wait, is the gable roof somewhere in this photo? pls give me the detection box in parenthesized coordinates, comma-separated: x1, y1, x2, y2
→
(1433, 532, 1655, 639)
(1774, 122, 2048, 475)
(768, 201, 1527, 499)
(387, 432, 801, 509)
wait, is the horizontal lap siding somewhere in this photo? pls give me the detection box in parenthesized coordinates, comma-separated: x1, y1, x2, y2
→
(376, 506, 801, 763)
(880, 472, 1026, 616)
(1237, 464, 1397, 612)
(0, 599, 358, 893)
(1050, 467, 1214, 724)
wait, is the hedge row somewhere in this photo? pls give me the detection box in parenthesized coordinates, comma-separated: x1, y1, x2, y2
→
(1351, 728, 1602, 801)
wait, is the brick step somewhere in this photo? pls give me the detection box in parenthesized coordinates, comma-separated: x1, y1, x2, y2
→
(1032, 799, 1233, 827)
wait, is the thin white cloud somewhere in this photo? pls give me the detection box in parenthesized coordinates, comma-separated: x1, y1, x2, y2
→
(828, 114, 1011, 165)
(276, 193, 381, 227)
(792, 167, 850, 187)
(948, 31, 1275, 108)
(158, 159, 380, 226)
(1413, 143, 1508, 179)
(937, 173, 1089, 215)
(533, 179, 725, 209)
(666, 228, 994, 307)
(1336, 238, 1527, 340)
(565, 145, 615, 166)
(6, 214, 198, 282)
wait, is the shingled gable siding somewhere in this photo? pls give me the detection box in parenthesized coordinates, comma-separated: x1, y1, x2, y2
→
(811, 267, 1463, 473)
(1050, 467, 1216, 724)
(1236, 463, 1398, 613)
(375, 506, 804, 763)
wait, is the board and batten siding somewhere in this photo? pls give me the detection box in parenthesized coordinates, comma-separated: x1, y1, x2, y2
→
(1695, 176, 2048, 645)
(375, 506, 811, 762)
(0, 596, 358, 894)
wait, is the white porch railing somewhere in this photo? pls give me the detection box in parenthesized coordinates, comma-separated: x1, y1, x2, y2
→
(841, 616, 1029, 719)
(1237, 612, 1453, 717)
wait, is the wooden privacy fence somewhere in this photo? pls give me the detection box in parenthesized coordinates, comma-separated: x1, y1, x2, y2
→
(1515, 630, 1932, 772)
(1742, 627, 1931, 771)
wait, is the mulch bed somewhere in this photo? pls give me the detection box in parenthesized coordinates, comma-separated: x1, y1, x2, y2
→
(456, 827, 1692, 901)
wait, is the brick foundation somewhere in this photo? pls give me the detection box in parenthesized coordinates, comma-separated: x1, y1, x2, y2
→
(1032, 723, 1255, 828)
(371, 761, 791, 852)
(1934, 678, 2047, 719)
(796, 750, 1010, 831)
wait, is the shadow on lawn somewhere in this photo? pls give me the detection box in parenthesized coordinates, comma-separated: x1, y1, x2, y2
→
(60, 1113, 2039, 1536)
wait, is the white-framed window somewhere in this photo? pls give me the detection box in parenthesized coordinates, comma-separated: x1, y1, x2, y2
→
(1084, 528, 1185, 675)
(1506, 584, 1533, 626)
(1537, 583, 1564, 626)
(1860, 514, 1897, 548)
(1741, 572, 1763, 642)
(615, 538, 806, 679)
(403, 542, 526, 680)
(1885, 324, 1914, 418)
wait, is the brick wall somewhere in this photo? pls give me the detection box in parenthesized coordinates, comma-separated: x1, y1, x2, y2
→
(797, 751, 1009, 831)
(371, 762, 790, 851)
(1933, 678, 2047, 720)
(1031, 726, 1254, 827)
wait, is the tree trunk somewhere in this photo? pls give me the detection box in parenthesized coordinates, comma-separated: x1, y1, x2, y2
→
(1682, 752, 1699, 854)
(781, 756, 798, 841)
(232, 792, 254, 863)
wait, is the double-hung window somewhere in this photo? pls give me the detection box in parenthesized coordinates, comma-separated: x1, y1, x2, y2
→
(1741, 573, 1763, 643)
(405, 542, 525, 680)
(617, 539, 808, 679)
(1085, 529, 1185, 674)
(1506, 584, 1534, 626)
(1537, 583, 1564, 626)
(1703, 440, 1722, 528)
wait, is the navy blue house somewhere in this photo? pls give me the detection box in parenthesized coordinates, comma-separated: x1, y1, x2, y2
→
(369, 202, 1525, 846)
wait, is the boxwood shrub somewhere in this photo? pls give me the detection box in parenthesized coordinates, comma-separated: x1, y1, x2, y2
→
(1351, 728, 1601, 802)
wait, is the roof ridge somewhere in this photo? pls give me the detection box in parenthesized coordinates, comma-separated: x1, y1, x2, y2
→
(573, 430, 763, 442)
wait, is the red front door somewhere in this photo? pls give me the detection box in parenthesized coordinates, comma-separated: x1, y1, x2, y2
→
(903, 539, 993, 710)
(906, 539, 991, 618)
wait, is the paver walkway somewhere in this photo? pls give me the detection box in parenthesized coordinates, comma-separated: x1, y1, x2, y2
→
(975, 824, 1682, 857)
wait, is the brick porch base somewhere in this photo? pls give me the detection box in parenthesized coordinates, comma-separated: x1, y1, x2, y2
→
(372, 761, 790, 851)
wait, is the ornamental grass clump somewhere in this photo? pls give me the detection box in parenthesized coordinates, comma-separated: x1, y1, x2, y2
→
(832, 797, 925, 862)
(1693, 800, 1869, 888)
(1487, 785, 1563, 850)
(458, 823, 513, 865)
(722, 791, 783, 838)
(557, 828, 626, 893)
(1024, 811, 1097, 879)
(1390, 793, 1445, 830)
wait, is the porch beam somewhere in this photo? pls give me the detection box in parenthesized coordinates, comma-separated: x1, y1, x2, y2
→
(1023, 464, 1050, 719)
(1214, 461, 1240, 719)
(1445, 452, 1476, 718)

■ **Task details**:
Reproduce exactly every line that sits between the start of the entries and the line bearing "wait, is the thin", counting both of those lines.

■ **Output of the exercise**:
wait, is the gable roof somewhere in this photo? pls give me the detection box in parenthesized coordinates, comma-separated: x1, y1, x2, y2
→
(1433, 532, 1655, 639)
(1774, 122, 2048, 475)
(768, 201, 1527, 499)
(387, 432, 801, 509)
wait, is the horizontal lap siding somewhere in this photo? pls give me the detection box in parenthesized coordinates, comma-separated: x1, y1, x2, y2
→
(376, 506, 801, 763)
(880, 472, 1026, 616)
(1237, 464, 1397, 612)
(0, 599, 358, 893)
(1050, 467, 1214, 724)
wait, is the hedge row somewhere in this photo? pls give me the detection box in parenthesized coordinates, comma-separated: x1, y1, x2, y2
→
(1351, 728, 1602, 801)
wait, is the brick step somewhere in this photo? pls give me the detection box in parenthesized coordinates, comma-separated: x1, y1, x2, y2
→
(1032, 799, 1233, 827)
wait, is the thin white cloud somewhere in this photo? pls give me the detection box in parenthesized coordinates, comma-separated: x1, y1, x2, y2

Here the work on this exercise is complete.